EXERCISE: Please rewrite all of the items below as a numbered list, leaving out any blank lines. Do not include the pictures in your answer.

Point annotation dataset records:

------------

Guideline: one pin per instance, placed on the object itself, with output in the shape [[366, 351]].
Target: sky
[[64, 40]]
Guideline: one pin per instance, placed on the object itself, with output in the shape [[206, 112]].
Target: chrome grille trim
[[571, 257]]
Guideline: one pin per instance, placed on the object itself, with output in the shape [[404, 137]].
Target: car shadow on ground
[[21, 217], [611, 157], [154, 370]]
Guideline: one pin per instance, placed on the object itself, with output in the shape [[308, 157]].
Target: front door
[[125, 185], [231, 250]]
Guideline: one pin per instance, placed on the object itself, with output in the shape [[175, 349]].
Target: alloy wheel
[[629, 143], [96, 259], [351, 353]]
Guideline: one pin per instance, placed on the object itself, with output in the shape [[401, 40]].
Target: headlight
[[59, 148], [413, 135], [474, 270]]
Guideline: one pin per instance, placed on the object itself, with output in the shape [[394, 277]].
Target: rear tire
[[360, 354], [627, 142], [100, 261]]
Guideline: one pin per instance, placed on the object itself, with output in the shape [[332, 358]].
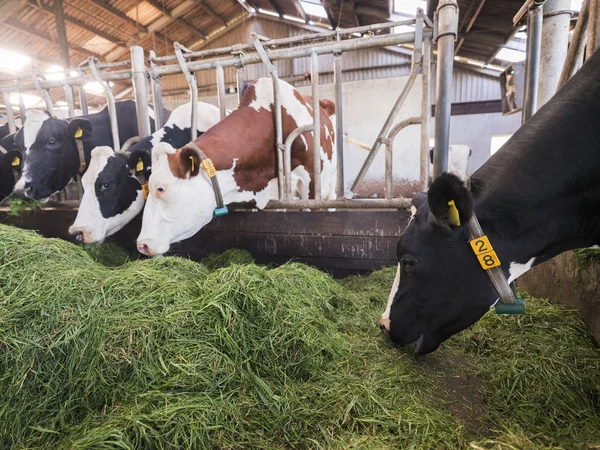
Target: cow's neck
[[540, 195]]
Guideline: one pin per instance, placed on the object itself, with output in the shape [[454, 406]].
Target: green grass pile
[[170, 354]]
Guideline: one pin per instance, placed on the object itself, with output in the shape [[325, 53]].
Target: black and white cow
[[537, 197], [10, 164], [113, 182], [50, 156]]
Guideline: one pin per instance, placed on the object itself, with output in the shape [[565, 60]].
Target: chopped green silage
[[170, 354]]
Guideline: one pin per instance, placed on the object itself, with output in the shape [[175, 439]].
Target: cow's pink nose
[[143, 249]]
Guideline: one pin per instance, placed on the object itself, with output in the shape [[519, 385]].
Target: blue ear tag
[[221, 211], [516, 308]]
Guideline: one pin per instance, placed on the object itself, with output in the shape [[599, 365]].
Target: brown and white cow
[[242, 147]]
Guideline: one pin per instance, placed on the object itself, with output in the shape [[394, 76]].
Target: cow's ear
[[450, 201], [79, 128], [190, 161], [139, 162]]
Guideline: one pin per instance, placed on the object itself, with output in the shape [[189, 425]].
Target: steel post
[[339, 124], [555, 40], [425, 112], [532, 64], [156, 93], [282, 176], [447, 27], [221, 91], [10, 115], [112, 109], [385, 129], [192, 83], [593, 40], [140, 90], [577, 45], [314, 80]]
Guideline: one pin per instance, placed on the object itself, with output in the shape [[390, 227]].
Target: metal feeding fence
[[146, 79]]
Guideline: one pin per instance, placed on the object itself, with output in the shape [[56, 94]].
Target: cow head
[[178, 187], [112, 196], [50, 158], [441, 288], [10, 162]]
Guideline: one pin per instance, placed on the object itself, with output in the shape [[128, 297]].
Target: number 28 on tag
[[485, 253]]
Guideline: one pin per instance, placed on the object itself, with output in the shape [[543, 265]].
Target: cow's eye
[[408, 263]]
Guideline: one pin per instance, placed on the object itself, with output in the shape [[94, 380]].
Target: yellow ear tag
[[453, 216]]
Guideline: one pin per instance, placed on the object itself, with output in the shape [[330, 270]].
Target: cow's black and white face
[[112, 197], [440, 288], [50, 158]]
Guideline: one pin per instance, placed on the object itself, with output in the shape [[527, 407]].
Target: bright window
[[314, 9], [498, 141]]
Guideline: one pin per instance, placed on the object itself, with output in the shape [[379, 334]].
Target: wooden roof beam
[[174, 15], [76, 22], [15, 25], [206, 7], [120, 15], [276, 6]]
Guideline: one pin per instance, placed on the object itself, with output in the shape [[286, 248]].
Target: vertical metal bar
[[112, 109], [221, 90], [555, 40], [593, 29], [532, 64], [70, 100], [192, 83], [447, 23], [63, 44], [388, 170], [140, 90], [156, 93], [10, 115], [314, 77], [240, 76], [339, 129], [282, 176], [577, 45], [425, 112], [385, 129]]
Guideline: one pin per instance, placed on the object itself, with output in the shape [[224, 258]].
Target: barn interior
[[421, 87]]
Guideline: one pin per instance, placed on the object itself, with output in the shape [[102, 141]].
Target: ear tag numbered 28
[[485, 252]]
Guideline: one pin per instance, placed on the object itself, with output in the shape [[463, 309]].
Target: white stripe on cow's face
[[385, 317], [34, 119], [89, 220]]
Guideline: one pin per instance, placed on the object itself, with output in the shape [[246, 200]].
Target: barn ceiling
[[106, 29]]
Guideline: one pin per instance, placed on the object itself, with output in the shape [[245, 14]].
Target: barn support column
[[577, 45], [63, 44], [156, 88], [532, 64], [140, 90], [447, 27], [593, 28], [10, 115], [555, 40]]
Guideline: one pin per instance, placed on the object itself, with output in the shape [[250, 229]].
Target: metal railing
[[146, 79]]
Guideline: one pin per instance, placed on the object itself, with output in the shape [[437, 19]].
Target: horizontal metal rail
[[292, 40]]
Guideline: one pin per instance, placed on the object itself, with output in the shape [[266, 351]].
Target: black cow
[[113, 184], [10, 164], [537, 197], [50, 156]]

------------

EXERCISE RESPONSE:
1. Guideline: one pin per instance, placed on the object itself, with output in the shape [[366, 351]].
2. Target: sky
3. [[64, 40]]
4. Guideline: one pin per instance, placed on the object itself, with output in the shape [[206, 112]].
5. Target: chrome grille trim
6. [[571, 257]]
7. Guideline: one pin per instance, placed on the object itself, with output in the shape [[404, 137]].
8. Target: car shadow on ground
9. [[21, 217], [611, 157], [154, 370]]
10. Guideline: one pin per instance, placed on the object itself, with output in the shape [[308, 157]].
11. Target: front door
12. [[125, 185], [231, 250]]
13. Guideline: one pin per instance, placed on the object itself, with output in the shape [[175, 349]].
14. Target: alloy wheel
15. [[629, 143], [96, 259], [351, 353]]
16. Guideline: one pin per instance, placed on the object itself, with output in the shape [[401, 40]].
17. Target: headlight
18. [[59, 148], [413, 135], [474, 270]]
19. Guideline: one pin per instance, placed on the object itself, with output in the shape [[394, 277]].
20. Target: rear tire
21. [[360, 354], [627, 142], [100, 261]]
22. Guideline: one pin per instance, placed on the object itself, with output in the shape [[332, 358]].
23. Target: cow's neck
24. [[540, 195]]
25. Guideline: one pin per instance, placed on the object itself, with output in the shape [[454, 406]].
26. Target: green grass pile
27. [[170, 354]]
28. Guideline: one pin per instance, placed on the object itself, with output in the shape [[325, 53]].
29. Target: black and white cow
30. [[537, 197], [10, 164], [113, 182], [50, 156]]
31. Guideline: one pin per instance, placed on the object itself, with output in the shape [[565, 60]].
32. Target: chopped green silage
33. [[170, 354]]
34. Guideline: one pin per instance, placed on the object itself, with output in the shape [[175, 439]].
35. Target: cow's pink nose
36. [[143, 249]]
37. Guideline: one pin per instance, placed on the object itself, with output in the shape [[519, 385]].
38. Target: blue ear tag
39. [[221, 211], [516, 308]]
40. Guideline: one pin per instance, placed on the object itself, with output in the shape [[599, 365]].
41. Target: brown and white cow
42. [[242, 147]]
43. Guideline: one pin per instance, placed on the object itself, with output in the shape [[394, 76]].
44. Target: cow's ear
45. [[450, 201], [79, 128], [190, 161], [139, 162]]
46. Guideline: one pin per instance, placed on the object itself, with output in the shape [[189, 425]].
47. Target: steel post
48. [[339, 124], [555, 40], [425, 112], [532, 64], [156, 93], [282, 176], [447, 27], [221, 91], [10, 115], [112, 109], [385, 129], [192, 83], [593, 40], [140, 90], [577, 45], [314, 80]]
49. Guideline: one pin per instance, placed on the object itself, with output in the shape [[390, 227]].
50. Target: metal feeding fence
51. [[146, 79]]
52. Guideline: one pin per instance, placed on the object itself, with output in the shape [[56, 94]].
53. Target: cow head
54. [[178, 187], [112, 196], [50, 158], [441, 288], [10, 162]]
55. Guideline: one pin per instance, placed on the object itself, with output in the shape [[128, 297]].
56. Target: number 28 on tag
57. [[485, 253]]
58. Guideline: one pin per instance, placed on the object itself, with output in the shape [[543, 265]].
59. Target: cow's eye
60. [[408, 263]]
61. Guideline: one pin per instance, placed on the object itself, with output in the shape [[94, 380]].
62. Target: yellow ear tag
63. [[453, 216]]
64. Guideline: one pin per instance, placed on the object itself, with output in the shape [[330, 270]].
65. Target: cow's black and white face
66. [[112, 197], [440, 288], [50, 158]]
67. Guideline: one pin per instance, placed on the object itself, with output in the shape [[527, 407]].
68. Target: bright window
69. [[314, 9], [498, 141]]
70. Guideline: one pin per instance, placed on the object itself, with output in the shape [[379, 334]].
71. Target: wooden roof beam
72. [[174, 15], [76, 22], [15, 25], [206, 7], [120, 15], [276, 6]]
73. Guideline: one pin per instance, placed on the object itself, with output in the shape [[286, 248]].
74. Target: vertical metal bar
75. [[112, 109], [221, 90], [555, 40], [593, 29], [532, 64], [70, 100], [192, 83], [447, 23], [63, 44], [388, 170], [140, 90], [156, 93], [10, 115], [314, 77], [240, 76], [339, 129], [282, 176], [577, 45], [425, 112], [385, 129]]
76. Guideline: one pin per instance, placed on the object itself, with output in the shape [[224, 258]].
77. Target: barn interior
78. [[421, 87]]
79. Guideline: one pin per instance, placed on the object itself, with output in the shape [[102, 141]].
80. Target: ear tag numbered 28
81. [[485, 252]]
82. Guideline: one pin per instance, placed on the object itself, with output in the shape [[463, 309]].
83. Target: white stripe on cow's face
84. [[385, 317], [34, 119], [89, 220]]
85. Guideline: one pin per instance, placed on the object itself, with output in the shape [[246, 200]].
86. Target: barn ceiling
87. [[106, 29]]
88. Guideline: one pin per instance, placed on the object itself, with output in the shape [[245, 14]].
89. Target: barn support column
90. [[577, 45], [63, 44], [156, 88], [532, 64], [140, 90], [447, 27], [593, 28], [10, 115], [555, 40]]
91. Guideline: one pin per instance, placed on the object itself, with output in the shape [[250, 229]].
92. Target: metal railing
93. [[146, 79]]
94. Guideline: one pin per instance, placed on the object itself, with output in the shape [[437, 19]].
95. Target: horizontal metal rail
96. [[292, 40]]
97. Guideline: one pin per instance, placed on the object itself, with output in the shape [[266, 351]].
98. Target: black cow
99. [[113, 184], [10, 164], [537, 197], [50, 156]]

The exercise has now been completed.